▶ _本文_
=-=-=-=-=

充実したBDZの録画機能とテレビが合体!
ソニー“BRAVIA”期待のレコーダーテレビ − HX80R/EX30Rシリーズの魅力にケースイが迫る
BRAVIAのラインナップにナットクの“レコーダーテレビ”が登場した
2010年の年末商戦は薄型テレビ市場で激戦が繰り広げられることは間違いない。理由は薄型テレビの購入時に付与されるエコポイントが年内で終了するからだ。中でも本体に録画機能を備えた「レコーダーテレビ」が台風の目になると筆者は読んでいる。というのもデジタルレコーダー単体ではエコポイントの恩恵には預かれないのだが、レコーダーテレビなら、薄型テレビに録画機能がついてエコポイントまで利用できるという、いいことずくめなのだ。
以前、パナソニックの新製品インタビュー(関連ニュース)でもお伝えしたが、レコーダーテレビの普及率は年々増加しており、売れ筋商品へと育ってきた。好調なスタートを切った東芝のREGZA、日立のWoooに続き、シャープのAQUOS、三菱電機のREAL、パナソニックのVIERAなど、主要メーカーから続々とレコーダーテレビが発売され、売れ行きも好調だ。
その中にあって今ひとつ振るわなかったのがソニーのBRAVIAシリーズだ。2010年春モデルとしてHDD搭載の録画テレビ「BX30Hシリーズ」を発売したが、他社がHDD&BD搭載機や、単体レコーダーとのリンク機能を使ったBDアーカイブ保存機能を備えているのに対して、内蔵HDDにしか録画・保存できないという仕様の製品で、筆者としてはがっかりした覚えがある。
しかし今回発表されたラインアップは、これまでの“がっかり感”を覆し、大いに期待が感じられる製品群になっている。詳細については既報のニュースを参考にしていただきたいが、新しいBRAVIAシリーズは、LEDバックライトを使用しオプションで3D再生にも対応する「HX80Rシリーズ」と、蛍光灯バックライトを搭載するハイCPモデルの「EX30Rシリーズ」の2ラインナップが登場した。

=-=-=-=-=

▶ _記録一覧_

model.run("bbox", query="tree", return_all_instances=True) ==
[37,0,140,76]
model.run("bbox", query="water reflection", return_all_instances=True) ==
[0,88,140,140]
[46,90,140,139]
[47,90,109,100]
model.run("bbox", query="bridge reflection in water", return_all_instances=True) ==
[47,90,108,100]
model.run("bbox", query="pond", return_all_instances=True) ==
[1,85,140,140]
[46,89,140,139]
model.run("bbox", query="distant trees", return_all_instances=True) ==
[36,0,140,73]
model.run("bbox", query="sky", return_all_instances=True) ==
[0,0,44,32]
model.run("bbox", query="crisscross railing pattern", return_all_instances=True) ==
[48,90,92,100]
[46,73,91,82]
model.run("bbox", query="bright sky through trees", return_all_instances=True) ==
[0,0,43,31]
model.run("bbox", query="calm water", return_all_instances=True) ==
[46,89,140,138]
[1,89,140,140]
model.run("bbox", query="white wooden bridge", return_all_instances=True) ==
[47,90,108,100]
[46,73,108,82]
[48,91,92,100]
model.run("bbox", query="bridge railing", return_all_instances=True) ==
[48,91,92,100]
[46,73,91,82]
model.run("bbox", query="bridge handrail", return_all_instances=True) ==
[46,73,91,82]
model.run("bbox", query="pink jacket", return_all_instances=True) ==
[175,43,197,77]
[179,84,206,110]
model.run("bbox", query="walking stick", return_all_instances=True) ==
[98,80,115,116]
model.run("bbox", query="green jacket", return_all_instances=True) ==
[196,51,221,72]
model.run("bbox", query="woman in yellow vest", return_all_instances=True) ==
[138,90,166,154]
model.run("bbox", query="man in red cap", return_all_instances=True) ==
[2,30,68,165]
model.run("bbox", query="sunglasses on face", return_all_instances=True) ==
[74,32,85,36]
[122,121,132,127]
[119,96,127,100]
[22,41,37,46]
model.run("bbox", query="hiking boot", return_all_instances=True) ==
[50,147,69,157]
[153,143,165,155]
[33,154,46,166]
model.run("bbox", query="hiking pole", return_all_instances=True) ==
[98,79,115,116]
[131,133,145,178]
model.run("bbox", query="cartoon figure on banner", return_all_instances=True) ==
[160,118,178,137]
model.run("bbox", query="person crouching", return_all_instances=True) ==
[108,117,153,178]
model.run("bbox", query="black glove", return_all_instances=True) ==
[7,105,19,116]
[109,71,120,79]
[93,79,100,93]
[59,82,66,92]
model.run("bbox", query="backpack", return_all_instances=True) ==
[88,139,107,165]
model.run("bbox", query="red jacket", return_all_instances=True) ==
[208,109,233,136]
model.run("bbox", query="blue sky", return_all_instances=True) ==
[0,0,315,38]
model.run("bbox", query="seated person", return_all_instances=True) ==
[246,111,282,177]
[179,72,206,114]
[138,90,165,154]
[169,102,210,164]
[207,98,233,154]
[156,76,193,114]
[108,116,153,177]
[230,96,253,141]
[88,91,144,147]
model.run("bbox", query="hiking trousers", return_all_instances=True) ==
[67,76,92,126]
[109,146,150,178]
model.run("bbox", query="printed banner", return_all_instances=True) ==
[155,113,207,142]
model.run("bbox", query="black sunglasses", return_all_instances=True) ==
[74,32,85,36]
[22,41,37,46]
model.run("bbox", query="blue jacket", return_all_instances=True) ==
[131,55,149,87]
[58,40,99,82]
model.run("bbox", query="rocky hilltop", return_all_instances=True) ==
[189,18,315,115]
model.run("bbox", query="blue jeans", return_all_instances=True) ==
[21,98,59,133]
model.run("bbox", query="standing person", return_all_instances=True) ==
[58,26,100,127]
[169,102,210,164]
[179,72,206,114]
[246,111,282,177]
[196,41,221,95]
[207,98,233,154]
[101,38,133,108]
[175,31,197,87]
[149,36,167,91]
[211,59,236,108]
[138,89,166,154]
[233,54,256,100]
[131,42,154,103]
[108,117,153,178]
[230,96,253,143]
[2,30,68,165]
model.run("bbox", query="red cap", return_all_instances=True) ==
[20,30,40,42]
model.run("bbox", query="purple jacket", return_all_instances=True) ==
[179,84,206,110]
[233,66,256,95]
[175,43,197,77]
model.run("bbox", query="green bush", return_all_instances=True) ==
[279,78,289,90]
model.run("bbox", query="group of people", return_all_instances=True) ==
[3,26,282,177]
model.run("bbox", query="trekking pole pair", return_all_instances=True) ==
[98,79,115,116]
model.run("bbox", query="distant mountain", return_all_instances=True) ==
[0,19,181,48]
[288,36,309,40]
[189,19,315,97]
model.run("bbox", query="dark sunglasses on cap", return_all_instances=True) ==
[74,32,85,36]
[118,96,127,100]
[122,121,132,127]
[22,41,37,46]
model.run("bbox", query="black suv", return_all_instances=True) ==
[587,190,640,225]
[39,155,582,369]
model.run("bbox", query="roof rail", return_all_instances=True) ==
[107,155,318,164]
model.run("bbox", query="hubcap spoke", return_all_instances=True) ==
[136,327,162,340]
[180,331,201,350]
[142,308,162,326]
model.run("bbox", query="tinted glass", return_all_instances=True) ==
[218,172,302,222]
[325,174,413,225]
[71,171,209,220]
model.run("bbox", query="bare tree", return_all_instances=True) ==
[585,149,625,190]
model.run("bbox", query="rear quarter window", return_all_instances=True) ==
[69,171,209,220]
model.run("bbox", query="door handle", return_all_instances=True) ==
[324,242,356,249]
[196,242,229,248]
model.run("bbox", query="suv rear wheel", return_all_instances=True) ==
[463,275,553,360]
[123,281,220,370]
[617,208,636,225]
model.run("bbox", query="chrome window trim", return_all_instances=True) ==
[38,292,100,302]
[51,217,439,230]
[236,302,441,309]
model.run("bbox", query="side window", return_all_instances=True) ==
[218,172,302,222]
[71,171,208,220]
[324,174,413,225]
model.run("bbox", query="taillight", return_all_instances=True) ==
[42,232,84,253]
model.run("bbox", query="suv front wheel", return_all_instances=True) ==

=-=-=-=-=

本文によると、ソニーが2010年春モデルとして発売したHDD搭載の録画テレビは何シリーズですか。

▶ _回答文_
BX30Hシリーズです。